● **Source extract**:
⟨

SAP (FRA: SAP; NYSE: SAP) released their Q4 2019 earnings with mixed results compared to estimates and softer than expected forecast for 2020.

As one of Europe’s biggest software firms measuring in at a market cap of €145 billion, SAP is an important benchmark in tech outside the U.S. and a key provider of ERP (Enterprise Resource Planning) software to corporations around the world.

The firm reported today that non-IFRS revenues grew 8% compared to the same quarter last year up to €8.05 billion but missed consensus estimates of €8.24 billion.

While growth in new cloud bookings came in at a healthy 19% year over year and cloud revenues growing 35% year over year, the trend of moving enterprise software into the cloud and benefiting from SaaS (Software as a Service) continued to benefit the company. However, the rest of the firm’s revenues from software licenses and support grew at a much more glacial pace of 1% and actually lost 1% if measured in constant currency.

⟩

● **Exercises to complete**:
• a. Answer these questions using the article on SAP's Q4 2019 earnings:
(i) What market cap does the article give for SAP?
(ii) What consensus estimate for non-IFRS revenues did the quarter miss?
(iii) By what percentage did cloud revenues grow year over year?
• b. Translate this sentence from the article on SAP's Q4 2019 earnings into Spanish: "The firm reported today that non-IFRS revenues grew 8% compared to the same quarter last year up to €8.05 billion but missed consensus estimates of €8.24 billion."
• c. Write the next part of the article on SAP's Q4 2019 earnings, picking up after its final sentence.
The listing that follows comes from a separate source.

● **Data extract**:
⟨

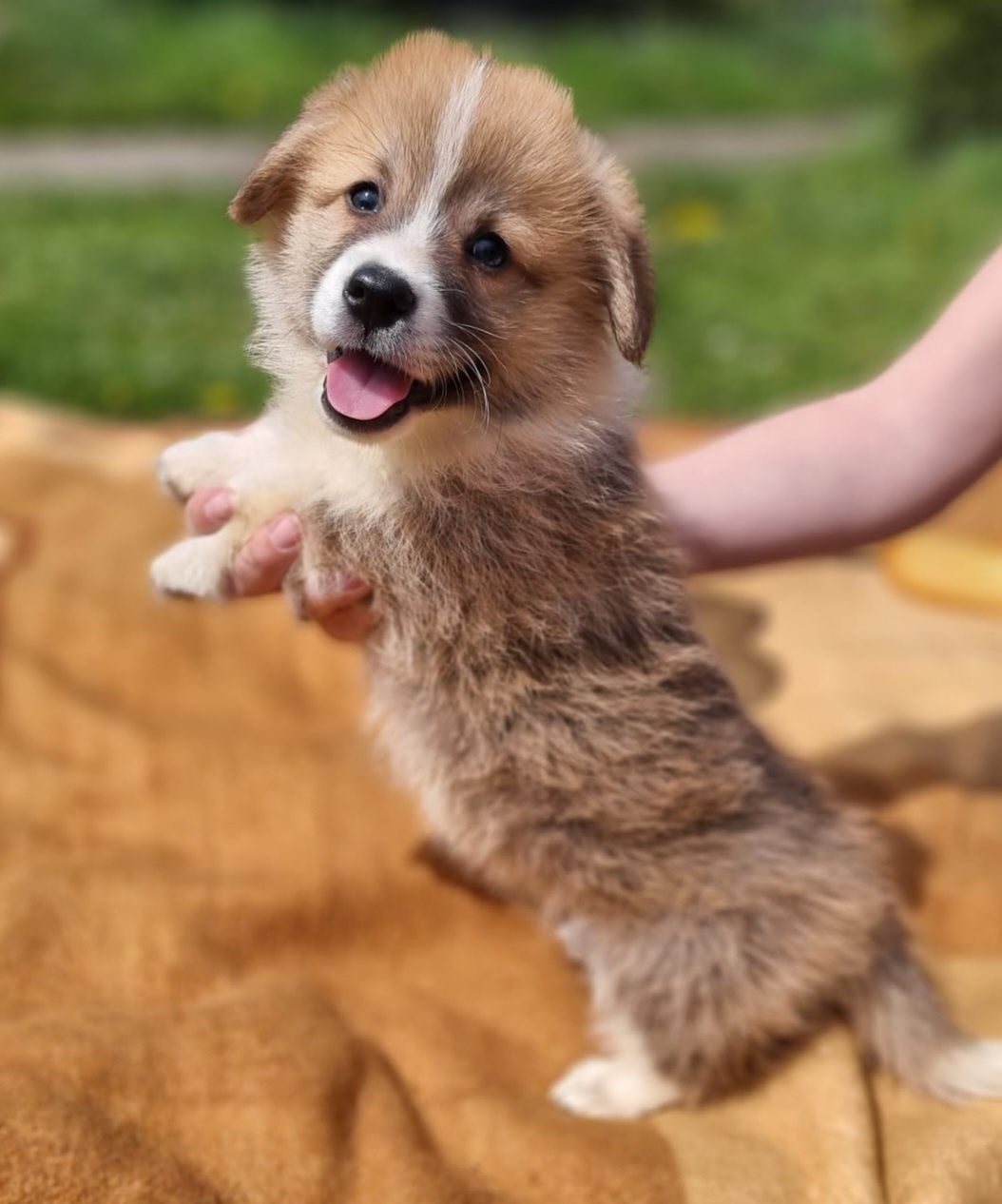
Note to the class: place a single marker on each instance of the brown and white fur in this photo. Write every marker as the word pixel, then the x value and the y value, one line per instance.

⟩

● **Final results**:
• a.
(i) €145 billion
(ii) €8.24 billion
(iii) 35%

• b. La empresa informó hoy que los ingresos no IFRS crecieron un 8 % en comparación con el mismo trimestre del año pasado, hasta 8.050 millones de euros, pero no alcanzaron las estimaciones de consenso de 8.240 millones de euros.

• c.
For the fifth year in a row, we delivered on our full year outlook. I am particularly proud of our strong increase in non-IFRS profits and margins while continuing our remarkable top line momentum. This success would not have been possible without the dedication, innovative spirit and discipline of our people.SAP CFO, Luka Mucic

On the profitability front, SAP exceeded analysts expectations, reporting non-IFRS earnings per share of €1.82 compared to estimates of €1.73. Earnings per share were up 21% compared to the same quarter last year which is also thanks to the healthier margins brought in from the shift to cloud services compared to legacy on-premise software.

SAP also updated their guidance for 2020 financial results and this is where the growth and margins from the shift to the cloud run headlong into competition. The company expects cloud revenues of between €8.7 to €9 billion (growth of 24-28%) and total revenues of between €29.2 to €29.7 billion (growth of 6%-8%).

The slowdown in growth of the cloud revenues for the coming year is a sure sign that competition in enterprise SaaS from the likes of Salesforce (NYSE: CRM) and Workday (NASDAQ: WDAY) is intensifying.

SAP’s stock had a solid 2019 posting a 36% gain which was slightly higher than the 31% return on the overall S&P 500. The European software maker’s stock was hurt, however, in trading on the Frankfurt exchange after releasing earnings down 3.5% at the time of publishing.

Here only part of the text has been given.